Problem details: An unaltered copy of every line below is the expected output.

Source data
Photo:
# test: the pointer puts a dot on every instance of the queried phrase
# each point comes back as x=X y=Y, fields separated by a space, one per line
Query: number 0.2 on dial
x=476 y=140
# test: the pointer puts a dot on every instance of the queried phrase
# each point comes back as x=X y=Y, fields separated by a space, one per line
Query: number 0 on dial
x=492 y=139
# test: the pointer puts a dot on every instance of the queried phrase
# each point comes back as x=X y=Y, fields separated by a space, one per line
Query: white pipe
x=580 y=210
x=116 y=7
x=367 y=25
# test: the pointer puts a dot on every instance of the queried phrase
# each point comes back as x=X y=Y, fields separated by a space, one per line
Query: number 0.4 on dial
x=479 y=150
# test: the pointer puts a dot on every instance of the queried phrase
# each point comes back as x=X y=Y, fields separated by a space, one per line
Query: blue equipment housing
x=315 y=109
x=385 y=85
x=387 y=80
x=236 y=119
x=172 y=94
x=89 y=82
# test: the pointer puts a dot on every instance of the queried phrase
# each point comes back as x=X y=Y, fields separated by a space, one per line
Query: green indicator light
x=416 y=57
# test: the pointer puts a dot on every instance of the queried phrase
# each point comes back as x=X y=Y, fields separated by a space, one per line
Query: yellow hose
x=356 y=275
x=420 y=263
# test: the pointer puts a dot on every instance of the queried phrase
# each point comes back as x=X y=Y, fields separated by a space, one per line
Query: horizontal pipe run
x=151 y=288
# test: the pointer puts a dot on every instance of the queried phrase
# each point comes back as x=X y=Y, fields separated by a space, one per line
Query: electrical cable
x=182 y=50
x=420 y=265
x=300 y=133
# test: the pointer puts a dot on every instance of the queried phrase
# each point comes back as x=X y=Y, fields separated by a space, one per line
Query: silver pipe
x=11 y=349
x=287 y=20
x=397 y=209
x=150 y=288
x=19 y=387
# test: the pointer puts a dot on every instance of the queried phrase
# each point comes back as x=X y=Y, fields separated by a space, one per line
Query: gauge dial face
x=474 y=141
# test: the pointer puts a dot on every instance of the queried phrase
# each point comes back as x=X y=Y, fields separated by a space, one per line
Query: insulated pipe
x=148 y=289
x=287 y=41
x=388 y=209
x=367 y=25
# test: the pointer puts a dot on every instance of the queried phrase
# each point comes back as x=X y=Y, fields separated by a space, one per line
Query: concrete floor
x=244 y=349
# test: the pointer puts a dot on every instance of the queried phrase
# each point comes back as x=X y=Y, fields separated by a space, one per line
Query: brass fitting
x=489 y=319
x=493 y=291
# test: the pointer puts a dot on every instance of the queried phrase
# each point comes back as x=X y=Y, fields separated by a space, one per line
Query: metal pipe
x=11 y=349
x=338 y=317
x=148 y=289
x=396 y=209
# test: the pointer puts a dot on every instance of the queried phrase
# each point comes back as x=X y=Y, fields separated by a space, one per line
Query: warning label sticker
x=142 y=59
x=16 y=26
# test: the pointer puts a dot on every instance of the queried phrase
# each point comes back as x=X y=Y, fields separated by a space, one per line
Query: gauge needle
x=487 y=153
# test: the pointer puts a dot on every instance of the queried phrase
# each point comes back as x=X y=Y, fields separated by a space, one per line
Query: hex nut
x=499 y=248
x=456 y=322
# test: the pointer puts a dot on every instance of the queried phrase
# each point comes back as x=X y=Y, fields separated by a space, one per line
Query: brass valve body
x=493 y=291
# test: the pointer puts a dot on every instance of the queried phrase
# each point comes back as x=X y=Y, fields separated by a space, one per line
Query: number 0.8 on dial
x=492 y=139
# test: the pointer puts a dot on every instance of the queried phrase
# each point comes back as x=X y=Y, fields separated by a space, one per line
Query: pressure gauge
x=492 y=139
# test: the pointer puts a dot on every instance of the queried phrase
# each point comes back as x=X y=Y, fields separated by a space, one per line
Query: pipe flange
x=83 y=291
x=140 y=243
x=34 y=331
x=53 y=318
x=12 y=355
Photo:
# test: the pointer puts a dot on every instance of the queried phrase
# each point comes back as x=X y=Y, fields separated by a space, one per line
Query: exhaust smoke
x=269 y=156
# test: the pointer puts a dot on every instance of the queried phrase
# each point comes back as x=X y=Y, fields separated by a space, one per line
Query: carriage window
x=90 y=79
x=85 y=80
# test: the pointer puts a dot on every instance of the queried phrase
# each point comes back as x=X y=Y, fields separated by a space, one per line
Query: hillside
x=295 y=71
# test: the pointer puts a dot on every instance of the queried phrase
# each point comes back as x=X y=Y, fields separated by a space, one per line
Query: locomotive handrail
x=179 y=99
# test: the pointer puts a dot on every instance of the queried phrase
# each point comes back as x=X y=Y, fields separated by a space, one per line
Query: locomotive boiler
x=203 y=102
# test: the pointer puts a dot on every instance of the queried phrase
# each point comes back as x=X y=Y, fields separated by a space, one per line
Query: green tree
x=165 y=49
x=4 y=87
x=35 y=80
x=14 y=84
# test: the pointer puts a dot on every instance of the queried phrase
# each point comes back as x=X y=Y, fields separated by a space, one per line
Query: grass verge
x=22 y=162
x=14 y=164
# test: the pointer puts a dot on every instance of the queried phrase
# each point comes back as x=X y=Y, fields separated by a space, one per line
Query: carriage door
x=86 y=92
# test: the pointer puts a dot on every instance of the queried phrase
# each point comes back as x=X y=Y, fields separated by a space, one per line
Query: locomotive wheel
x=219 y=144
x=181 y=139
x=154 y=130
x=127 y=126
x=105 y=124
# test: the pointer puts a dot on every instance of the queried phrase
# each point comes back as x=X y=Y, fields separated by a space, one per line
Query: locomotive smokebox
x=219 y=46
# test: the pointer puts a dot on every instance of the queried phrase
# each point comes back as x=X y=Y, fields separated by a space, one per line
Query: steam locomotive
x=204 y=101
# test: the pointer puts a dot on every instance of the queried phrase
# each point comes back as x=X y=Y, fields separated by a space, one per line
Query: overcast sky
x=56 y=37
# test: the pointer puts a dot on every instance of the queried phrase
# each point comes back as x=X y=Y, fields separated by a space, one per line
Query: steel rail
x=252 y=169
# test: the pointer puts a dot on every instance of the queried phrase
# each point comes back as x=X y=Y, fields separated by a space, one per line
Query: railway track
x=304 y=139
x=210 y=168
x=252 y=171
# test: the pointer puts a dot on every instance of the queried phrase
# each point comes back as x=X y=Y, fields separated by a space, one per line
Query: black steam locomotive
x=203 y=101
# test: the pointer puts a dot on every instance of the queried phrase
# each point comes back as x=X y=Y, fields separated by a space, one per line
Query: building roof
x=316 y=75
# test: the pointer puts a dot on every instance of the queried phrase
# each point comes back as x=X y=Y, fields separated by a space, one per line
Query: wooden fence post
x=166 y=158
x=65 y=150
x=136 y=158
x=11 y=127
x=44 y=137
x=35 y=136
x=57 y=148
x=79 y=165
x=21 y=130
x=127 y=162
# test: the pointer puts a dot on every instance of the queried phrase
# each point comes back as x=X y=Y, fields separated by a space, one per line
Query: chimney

Task solution:
Photo:
# test: the pointer puts a dot on every instance of the queried phrase
# each point comes back as x=X y=Y, fields separated by a space, one per line
Query: number 0.2 on dial
x=476 y=140
# test: the pointer puts a dot on every instance of the queried phrase
# each point comes back as x=X y=Y, fields separated by a space, one per line
Query: number 0 on dial
x=492 y=139
# test: the pointer puts a dot on every instance of the queried phrase
# each point comes back as x=X y=Y, fields separated by a space, one per line
Query: white pipe
x=580 y=210
x=116 y=7
x=367 y=25
# test: the pointer puts a dot on every instance of the queried phrase
# each point comes back as x=X y=Y, fields separated by a space, one per line
Query: number 0.4 on dial
x=479 y=150
# test: the pointer puts a dot on every instance of the queried phrase
# each point comes back as x=X y=Y, fields separated by a space, one per line
Query: blue equipment housing
x=315 y=109
x=385 y=85
x=387 y=80
x=236 y=119
x=172 y=94
x=89 y=82
# test: the pointer puts a dot on every instance of the queried phrase
# each point comes back as x=X y=Y, fields separated by a space, one per line
Query: green indicator light
x=416 y=57
# test: the pointer puts a dot on every instance of the queried phrase
# each point comes back as x=X y=Y, fields separated by a space, one per line
Query: yellow hose
x=356 y=275
x=420 y=263
# test: the pointer puts a dot on every instance of the queried phrase
# each point comes back as x=X y=Y, fields separated by a space, one per line
Query: horizontal pipe run
x=151 y=288
# test: the pointer puts a dot on every instance of the queried phrase
# each point comes back as x=X y=Y, fields separated by a space, one per line
Query: electrical cable
x=182 y=50
x=420 y=265
x=300 y=133
# test: the pointer puts a dot on every instance of the queried phrase
# each point comes back as x=X y=Y, fields separated by a space, one per line
Query: silver pipe
x=11 y=349
x=287 y=20
x=397 y=209
x=150 y=288
x=19 y=387
# test: the pointer puts a dot on every instance of the queried phrase
# each point comes back as x=X y=Y, fields separated by a space, one per line
Query: gauge dial face
x=474 y=141
# test: the pointer puts a dot on every instance of the queried phrase
# each point comes back as x=X y=Y, fields separated by a space, one per line
Query: insulated pipe
x=148 y=289
x=287 y=41
x=388 y=209
x=367 y=25
# test: the pointer puts a dot on every instance of the queried phrase
# each point comes back as x=X y=Y, fields separated by a space, one per line
Query: concrete floor
x=244 y=349
# test: the pointer puts a dot on every instance of the queried phrase
# each point comes back as x=X y=Y, fields separated by a space, one per line
Query: brass fitting
x=489 y=319
x=493 y=291
# test: the pointer puts a dot on every instance of the queried phrase
# each point comes back as x=X y=Y, fields separated by a space, one per line
Query: metal pipe
x=11 y=349
x=338 y=317
x=148 y=289
x=396 y=209
# test: the pointer puts a dot on every instance of the queried phrase
# each point comes back as x=X y=Y, fields separated by a space, one per line
Query: warning label sticker
x=142 y=59
x=16 y=26
# test: the pointer puts a dot on every instance of the queried phrase
# each point comes back as x=X y=Y, fields separated by a space, one per line
Query: gauge needle
x=487 y=153
# test: the pointer puts a dot on every instance of the queried phrase
# each point comes back as x=X y=Y, fields separated by a space, one per line
Query: hex nut
x=499 y=248
x=456 y=322
# test: the pointer puts a dot on every instance of the queried phrase
# each point comes back as x=X y=Y, fields separated by a space, one per line
Query: brass valve body
x=493 y=291
# test: the pointer puts a dot on every instance of the queried phrase
# each point comes back as x=X y=Y, fields separated by a space, one per line
Query: number 0.8 on dial
x=492 y=139
# test: the pointer puts a dot on every instance of the queried phrase
# each point comes back as x=X y=Y, fields separated by a space, one per line
Query: pressure gauge
x=492 y=139
# test: the pointer puts a dot on every instance of the queried phrase
# each point comes back as x=X y=Y, fields separated by a space, one per line
Query: pipe flange
x=83 y=291
x=140 y=243
x=34 y=331
x=53 y=318
x=12 y=355
Photo:
# test: the pointer puts a dot on every instance of the queried phrase
# each point comes back as x=X y=Y, fields separated by a space, one per line
Query: exhaust smoke
x=269 y=156
# test: the pointer puts a dot on every instance of the queried phrase
# each point comes back as x=X y=Y, fields separated by a space, one per line
Query: carriage window
x=90 y=79
x=85 y=80
# test: the pointer puts a dot on every instance of the queried phrase
# each point comes back as x=X y=Y, fields separated by a space, one per line
Query: hillside
x=295 y=71
# test: the pointer puts a dot on every instance of the queried phrase
# each point comes back as x=X y=Y, fields separated by a space, one per line
Query: locomotive handrail
x=179 y=99
# test: the pointer puts a dot on every instance of the queried phrase
# each point comes back as x=X y=Y, fields separated by a space, one per line
Query: locomotive boiler
x=203 y=102
# test: the pointer puts a dot on every instance of the queried phrase
# each point comes back as x=X y=Y, fields separated by a space, one per line
Query: green tree
x=165 y=49
x=4 y=87
x=35 y=80
x=14 y=84
# test: the pointer puts a dot on every instance of the queried phrase
# each point comes back as x=X y=Y, fields separated by a space, one per line
Query: grass verge
x=22 y=162
x=14 y=164
# test: the pointer puts a dot on every instance of the queried phrase
# each point comes back as x=X y=Y, fields separated by a space, one per line
Query: carriage door
x=86 y=92
# test: the pointer puts a dot on every instance of the queried phrase
# each point comes back as x=X y=Y, fields separated by a space, one per line
Query: locomotive wheel
x=219 y=144
x=181 y=139
x=154 y=130
x=127 y=126
x=105 y=124
# test: the pointer puts a dot on every instance of the queried phrase
# each point comes back as x=X y=Y, fields separated by a space, one per line
Query: locomotive smokebox
x=219 y=46
# test: the pointer puts a dot on every instance of the queried phrase
# each point comes back as x=X y=Y, fields separated by a space, one per line
Query: steam locomotive
x=204 y=101
# test: the pointer puts a dot on every instance of the queried phrase
# each point comes back as x=X y=Y, fields separated by a space, one per line
Query: overcast sky
x=56 y=37
# test: the pointer puts a dot on every instance of the queried phrase
# each point comes back as x=X y=Y, fields separated by a space, one per line
Query: steel rail
x=252 y=169
# test: the pointer puts a dot on every instance of the queried phrase
# each point comes back as x=X y=Y, fields separated by a space, one per line
Query: railway track
x=304 y=139
x=210 y=168
x=252 y=171
# test: the pointer puts a dot on every instance of the queried phrase
# each point comes back as x=X y=Y, fields separated by a space, one per line
Query: black steam locomotive
x=203 y=101
# test: the pointer puts a dot on every instance of the queried phrase
# each point comes back as x=X y=Y, fields separated by a space, one per line
Query: building roof
x=316 y=75
# test: the pointer puts a dot on every instance of the queried phrase
# each point comes back as x=X y=Y, fields separated by a space, one per line
Query: wooden fence post
x=166 y=158
x=65 y=150
x=136 y=158
x=11 y=127
x=44 y=137
x=35 y=136
x=57 y=148
x=79 y=165
x=21 y=130
x=127 y=162
# test: the pointer puts a dot on every instance of the queried phrase
# each point comes back as x=X y=Y, fields separated by a space, one per line
Query: chimney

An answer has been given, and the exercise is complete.